A finales de la segunda década de los dos miles, el medio ya había tanteado todas las ramas del marketing promocional imaginables. Ropa deportiva real en la equipación de los jugadores de FIFA, anuncios en vallas publicitarias que modificaban su contenido de manera dinámica en las autopistas de Burnout paradise o en los campos de batalla de Mercenaries 2, spots en vídeo insertados en los juegos gratuitos para móviles e incluso gigantescos eventos mundiales de artistas y franquicias celebrados sobre las tierras de Fortnite o los mares de Sea of thieves. Pero aún faltaba por presentarse en escena otro tipo de estrategia inesperada: el marketing distópico.

El 2019, tras cuatro años de desarrollo y con un presupuesto que la revista Forbes calculó entre los sesenta y los ochenta millones de dólares, se lanzó oficialmente Death stranding. Una aventura emplazada en un futuro distópico y concebida por el legendario autor de culto Hideo Kojima, creador de la saga Metal gear y amigo de arriesgar con ideas locas. Su Death stranding poseía alma y ambiciones de superproducción: un reparto con nombres como los de Norman Reedus (The walking dead), Léa Seydoux (La vida de Adèle), Mads Mikkelsen (Hannibal), Margaret Qualley (Érase una vez en Hollywood), Guillermo del Toro (director de El laberinto del fauno), Nicolas Winding Refn (responsable de Drive) o Edgar Wright (creador de Shaun of the dead); una banda sonora con temas de Low roar, Chvrches, Bring me the horizon o Major lazer; una trama que se mantuvo celosamente en secreto hasta el último momento, y unas cuarenta horas, como poco, de juego por delante.

Death stranding también se estrenó acompañado de un malabarismo publicitario inesperado. Una alianza comercial entre Kojima y la bebida energética Monster para que la segunda se introdujera en el universo del primero. En la aventura, el protagonista del relato (Reedus) no solo bebía latas de Monster sino que también portaba su merchandising. En la práctica, el brebaje no era un mero elemento estético sino parte activa del juego, porque los tragos de bebida aumentaban temporalmente la resistencia del personaje. Al otro lado de la pantalla, los jugadores cuestionaron la treta publicitaria alegando disonancias, pues en el marco de una historia post-apocalíptica se les antojaba extraña la presencia de una multinacional de bebidas de nuestro mundo. Sobre el papel, Death stranding cosechó alabanzas de la crítica mientras trepaba las listas de ventas. Y la muy comentada polémica del product placement finalmente resultó beneficiosa: tras el estreno del juego, el valor de las acciones de Monster se disparó hasta picos que hacía semanas que no coronaba.

============================================================

- INSTRUCCIONES DE TRABAJO -
a. Indica si cada afirmación concuerda con el texto sobre Death stranding. Responde sí o no y cita las palabras exactas del texto que lo deciden. (i) La revista Forbes calculó el presupuesto del juego entre sesenta y ochenta millones de dólares. (ii) Beber Monster aumentaba de forma permanente la resistencia del personaje. (iii) Tras el estreno del juego, el valor de las acciones de Monster bajó.
b. Enumera, por favor, todos los grupos o artistas cuyos temas forman la banda sonora según el texto sobre Death stranding.
Los registros provienen de otra fuente.

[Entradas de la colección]
============================================================

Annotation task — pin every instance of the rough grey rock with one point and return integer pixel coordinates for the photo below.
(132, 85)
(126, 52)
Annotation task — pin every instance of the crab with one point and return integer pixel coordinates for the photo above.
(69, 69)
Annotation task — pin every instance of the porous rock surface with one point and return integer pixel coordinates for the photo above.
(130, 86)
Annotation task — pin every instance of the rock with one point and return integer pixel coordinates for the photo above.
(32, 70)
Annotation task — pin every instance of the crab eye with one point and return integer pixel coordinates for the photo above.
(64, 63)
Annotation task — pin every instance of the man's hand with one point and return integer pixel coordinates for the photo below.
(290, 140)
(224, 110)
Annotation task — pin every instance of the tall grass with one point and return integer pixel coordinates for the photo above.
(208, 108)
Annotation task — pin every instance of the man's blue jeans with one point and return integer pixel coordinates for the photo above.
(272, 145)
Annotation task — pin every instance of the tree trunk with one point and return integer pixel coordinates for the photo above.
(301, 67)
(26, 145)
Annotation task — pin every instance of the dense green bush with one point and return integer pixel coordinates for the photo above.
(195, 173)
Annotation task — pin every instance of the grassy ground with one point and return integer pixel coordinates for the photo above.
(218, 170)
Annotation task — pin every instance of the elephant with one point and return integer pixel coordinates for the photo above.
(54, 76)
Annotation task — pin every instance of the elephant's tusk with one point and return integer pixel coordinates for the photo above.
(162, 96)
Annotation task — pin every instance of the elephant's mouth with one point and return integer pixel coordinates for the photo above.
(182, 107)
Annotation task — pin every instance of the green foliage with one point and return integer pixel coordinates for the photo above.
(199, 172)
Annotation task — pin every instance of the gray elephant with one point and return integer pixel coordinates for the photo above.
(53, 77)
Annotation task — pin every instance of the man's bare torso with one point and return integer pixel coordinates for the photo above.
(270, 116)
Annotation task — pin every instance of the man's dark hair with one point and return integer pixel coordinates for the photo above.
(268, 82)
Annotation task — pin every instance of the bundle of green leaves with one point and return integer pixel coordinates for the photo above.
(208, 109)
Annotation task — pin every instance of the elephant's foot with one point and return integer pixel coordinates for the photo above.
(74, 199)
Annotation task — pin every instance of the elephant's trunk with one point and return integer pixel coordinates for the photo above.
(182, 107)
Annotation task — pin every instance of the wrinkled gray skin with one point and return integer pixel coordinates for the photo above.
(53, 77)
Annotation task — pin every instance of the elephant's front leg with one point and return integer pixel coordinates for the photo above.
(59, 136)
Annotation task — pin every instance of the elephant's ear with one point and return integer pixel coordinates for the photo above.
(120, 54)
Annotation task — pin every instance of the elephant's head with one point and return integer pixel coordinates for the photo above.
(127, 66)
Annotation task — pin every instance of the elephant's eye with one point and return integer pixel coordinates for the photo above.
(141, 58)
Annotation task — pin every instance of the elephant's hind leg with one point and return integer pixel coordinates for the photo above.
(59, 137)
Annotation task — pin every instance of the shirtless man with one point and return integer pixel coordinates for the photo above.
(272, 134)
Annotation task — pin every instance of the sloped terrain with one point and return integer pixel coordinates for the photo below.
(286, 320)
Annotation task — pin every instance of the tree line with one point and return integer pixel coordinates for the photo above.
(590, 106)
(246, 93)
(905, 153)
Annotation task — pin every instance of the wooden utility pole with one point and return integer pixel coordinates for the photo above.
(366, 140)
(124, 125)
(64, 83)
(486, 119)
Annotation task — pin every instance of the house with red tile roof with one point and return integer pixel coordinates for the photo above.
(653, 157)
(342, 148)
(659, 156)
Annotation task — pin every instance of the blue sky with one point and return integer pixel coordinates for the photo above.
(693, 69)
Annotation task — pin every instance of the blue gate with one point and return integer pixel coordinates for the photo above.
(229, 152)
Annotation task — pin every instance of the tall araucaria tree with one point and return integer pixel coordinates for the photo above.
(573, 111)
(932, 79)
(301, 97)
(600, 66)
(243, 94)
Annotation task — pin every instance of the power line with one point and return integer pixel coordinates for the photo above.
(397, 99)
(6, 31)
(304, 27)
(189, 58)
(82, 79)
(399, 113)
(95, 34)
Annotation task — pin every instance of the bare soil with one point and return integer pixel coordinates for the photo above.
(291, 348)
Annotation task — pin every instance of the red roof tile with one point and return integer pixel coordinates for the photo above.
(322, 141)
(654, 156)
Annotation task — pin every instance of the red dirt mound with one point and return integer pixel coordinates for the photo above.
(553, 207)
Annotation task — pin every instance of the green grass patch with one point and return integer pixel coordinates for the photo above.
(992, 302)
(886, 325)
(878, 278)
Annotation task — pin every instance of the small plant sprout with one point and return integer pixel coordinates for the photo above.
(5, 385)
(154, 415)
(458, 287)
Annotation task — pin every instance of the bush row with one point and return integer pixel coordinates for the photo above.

============================================================

- TAREAS RESUELTAS -
a.
(i) Sí: «con un presupuesto que la revista Forbes calculó entre los sesenta y los ochenta millones de dólares».
(ii) No: «los tragos de bebida aumentaban temporalmente la resistencia del personaje».
(iii) No: «el valor de las acciones de Monster se disparó hasta picos que hacía semanas que no coronaba».

b. Low roar, Chvrches, Bring me the horizon y Major lazer.